* _任务目标_:
将下列全部材料按行整理成一个 JSON 字符串列表，每行对应一个字符串，空行不予保留。

数据集材料
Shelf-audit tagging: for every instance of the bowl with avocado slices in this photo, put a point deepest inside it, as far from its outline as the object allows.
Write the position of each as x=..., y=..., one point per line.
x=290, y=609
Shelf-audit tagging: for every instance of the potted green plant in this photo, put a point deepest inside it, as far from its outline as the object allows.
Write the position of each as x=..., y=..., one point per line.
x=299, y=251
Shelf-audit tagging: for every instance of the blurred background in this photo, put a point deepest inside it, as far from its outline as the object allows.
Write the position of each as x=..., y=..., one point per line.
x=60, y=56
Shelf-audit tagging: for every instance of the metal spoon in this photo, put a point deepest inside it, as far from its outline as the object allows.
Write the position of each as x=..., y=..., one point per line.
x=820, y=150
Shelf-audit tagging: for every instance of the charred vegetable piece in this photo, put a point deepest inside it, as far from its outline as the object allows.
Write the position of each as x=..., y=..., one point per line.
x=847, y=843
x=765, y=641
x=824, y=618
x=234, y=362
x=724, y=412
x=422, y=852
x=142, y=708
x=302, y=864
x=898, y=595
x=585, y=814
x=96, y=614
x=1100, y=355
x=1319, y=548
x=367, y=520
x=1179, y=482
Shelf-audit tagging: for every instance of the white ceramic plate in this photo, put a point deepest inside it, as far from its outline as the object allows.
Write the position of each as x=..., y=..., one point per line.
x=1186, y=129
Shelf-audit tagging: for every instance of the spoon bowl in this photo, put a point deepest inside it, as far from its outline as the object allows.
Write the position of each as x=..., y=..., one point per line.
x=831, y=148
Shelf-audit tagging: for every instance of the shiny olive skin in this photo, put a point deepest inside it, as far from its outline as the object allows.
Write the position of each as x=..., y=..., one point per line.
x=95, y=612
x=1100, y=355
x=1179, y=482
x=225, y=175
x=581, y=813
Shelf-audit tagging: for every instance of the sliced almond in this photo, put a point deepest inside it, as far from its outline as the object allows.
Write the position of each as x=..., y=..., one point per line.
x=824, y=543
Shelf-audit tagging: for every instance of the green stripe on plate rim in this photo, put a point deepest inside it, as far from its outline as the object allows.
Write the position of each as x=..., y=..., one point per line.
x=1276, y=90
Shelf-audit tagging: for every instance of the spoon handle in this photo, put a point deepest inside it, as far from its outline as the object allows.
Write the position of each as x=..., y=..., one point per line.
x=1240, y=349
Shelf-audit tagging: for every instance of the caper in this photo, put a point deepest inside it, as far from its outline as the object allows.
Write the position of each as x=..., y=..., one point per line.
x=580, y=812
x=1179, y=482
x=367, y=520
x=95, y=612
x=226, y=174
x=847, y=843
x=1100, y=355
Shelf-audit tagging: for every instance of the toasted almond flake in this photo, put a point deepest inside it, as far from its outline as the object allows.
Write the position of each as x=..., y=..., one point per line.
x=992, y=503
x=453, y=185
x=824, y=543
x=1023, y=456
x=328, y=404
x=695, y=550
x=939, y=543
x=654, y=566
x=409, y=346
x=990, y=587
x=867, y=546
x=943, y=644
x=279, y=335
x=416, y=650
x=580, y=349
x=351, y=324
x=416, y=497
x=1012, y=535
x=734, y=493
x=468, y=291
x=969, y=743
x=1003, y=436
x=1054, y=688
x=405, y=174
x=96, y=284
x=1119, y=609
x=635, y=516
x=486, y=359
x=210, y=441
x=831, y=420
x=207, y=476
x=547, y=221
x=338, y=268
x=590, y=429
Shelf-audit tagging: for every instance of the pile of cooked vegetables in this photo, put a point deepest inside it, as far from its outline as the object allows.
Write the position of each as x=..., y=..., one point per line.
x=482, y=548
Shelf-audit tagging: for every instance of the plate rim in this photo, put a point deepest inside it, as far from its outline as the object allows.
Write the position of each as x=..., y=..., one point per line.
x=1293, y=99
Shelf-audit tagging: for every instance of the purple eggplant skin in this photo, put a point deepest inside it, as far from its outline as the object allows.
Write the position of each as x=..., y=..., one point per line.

* _完成结果_:
[
  "Shelf-audit tagging: for every instance of the bowl with avocado slices in this photo, put a point deepest inside it, as far from its outline as the object allows.",
  "Write the position of each as x=..., y=..., one point per line.",
  "x=290, y=609",
  "Shelf-audit tagging: for every instance of the potted green plant in this photo, put a point deepest inside it, as far from its outline as the object allows.",
  "Write the position of each as x=..., y=..., one point per line.",
  "x=299, y=251",
  "Shelf-audit tagging: for every instance of the blurred background in this photo, put a point deepest inside it, as far from its outline as the object allows.",
  "Write the position of each as x=..., y=..., one point per line.",
  "x=60, y=56",
  "Shelf-audit tagging: for every instance of the metal spoon in this photo, put a point deepest inside it, as far from its outline as the object allows.",
  "Write the position of each as x=..., y=..., one point per line.",
  "x=820, y=150",
  "Shelf-audit tagging: for every instance of the charred vegetable piece in this photo, put a point deepest inside it, as far from its outline as the object allows.",
  "Write the position of each as x=..., y=..., one point per line.",
  "x=847, y=843",
  "x=765, y=641",
  "x=824, y=618",
  "x=234, y=362",
  "x=724, y=412",
  "x=422, y=852",
  "x=142, y=708",
  "x=302, y=864",
  "x=898, y=595",
  "x=585, y=814",
  "x=96, y=614",
  "x=1100, y=355",
  "x=1319, y=548",
  "x=367, y=520",
  "x=1179, y=482",
  "Shelf-audit tagging: for every instance of the white ceramic plate in this photo, put a point deepest inside it, as far from its outline as the object allows.",
  "Write the position of each as x=..., y=..., one point per line.",
  "x=1186, y=129",
  "Shelf-audit tagging: for every instance of the spoon bowl in this photo, put a point deepest inside it, as far from its outline as the object allows.",
  "Write the position of each as x=..., y=..., one point per line.",
  "x=831, y=148",
  "Shelf-audit tagging: for every instance of the shiny olive skin in this photo, put a point deepest inside it, as far from its outline as the object allows.",
  "Write the position of each as x=..., y=..., one point per line.",
  "x=95, y=612",
  "x=1100, y=355",
  "x=1179, y=482",
  "x=225, y=175",
  "x=581, y=813",
  "Shelf-audit tagging: for every instance of the sliced almond in this photo, put a point deepest inside it, as far from its outline as the object allows.",
  "Write the position of each as x=..., y=..., one point per line.",
  "x=824, y=543",
  "Shelf-audit tagging: for every instance of the green stripe on plate rim in this photo, put a point deepest inside it, as far from its outline as the object allows.",
  "Write the position of each as x=..., y=..., one point per line.",
  "x=1276, y=90",
  "Shelf-audit tagging: for every instance of the spoon handle in this photo, put a point deepest inside it, as far from its outline as the object allows.",
  "Write the position of each as x=..., y=..., one point per line.",
  "x=1240, y=349",
  "Shelf-audit tagging: for every instance of the caper in this photo, put a point deepest inside it, as far from its outline as the object allows.",
  "Write the position of each as x=..., y=..., one point per line.",
  "x=580, y=812",
  "x=1179, y=482",
  "x=367, y=520",
  "x=95, y=612",
  "x=226, y=174",
  "x=847, y=843",
  "x=1100, y=355",
  "Shelf-audit tagging: for every instance of the toasted almond flake in this photo, put a point deepest inside it, as far from its outline as the object allows.",
  "Write the position of each as x=..., y=..., one point per line.",
  "x=992, y=503",
  "x=453, y=185",
  "x=824, y=543",
  "x=1023, y=456",
  "x=328, y=404",
  "x=695, y=550",
  "x=939, y=543",
  "x=654, y=566",
  "x=409, y=346",
  "x=990, y=587",
  "x=867, y=546",
  "x=943, y=644",
  "x=279, y=335",
  "x=416, y=650",
  "x=580, y=349",
  "x=351, y=324",
  "x=416, y=497",
  "x=1012, y=535",
  "x=734, y=493",
  "x=468, y=291",
  "x=969, y=743",
  "x=1003, y=436",
  "x=1054, y=688",
  "x=405, y=174",
  "x=96, y=284",
  "x=1119, y=609",
  "x=635, y=516",
  "x=486, y=359",
  "x=210, y=441",
  "x=831, y=420",
  "x=207, y=476",
  "x=547, y=221",
  "x=338, y=268",
  "x=590, y=429",
  "Shelf-audit tagging: for every instance of the pile of cooked vegetables in this photo, put a point deepest inside it, as far from its outline as the object allows.",
  "Write the position of each as x=..., y=..., one point per line.",
  "x=482, y=548",
  "Shelf-audit tagging: for every instance of the plate rim in this photo, put a point deepest inside it, as far from its outline as the object allows.",
  "Write the position of each as x=..., y=..., one point per line.",
  "x=1293, y=99",
  "Shelf-audit tagging: for every instance of the purple eggplant skin in this photo, put a point deepest inside it, as far from its outline as the object allows.",
  "Write the position of each as x=..., y=..., one point per line."
]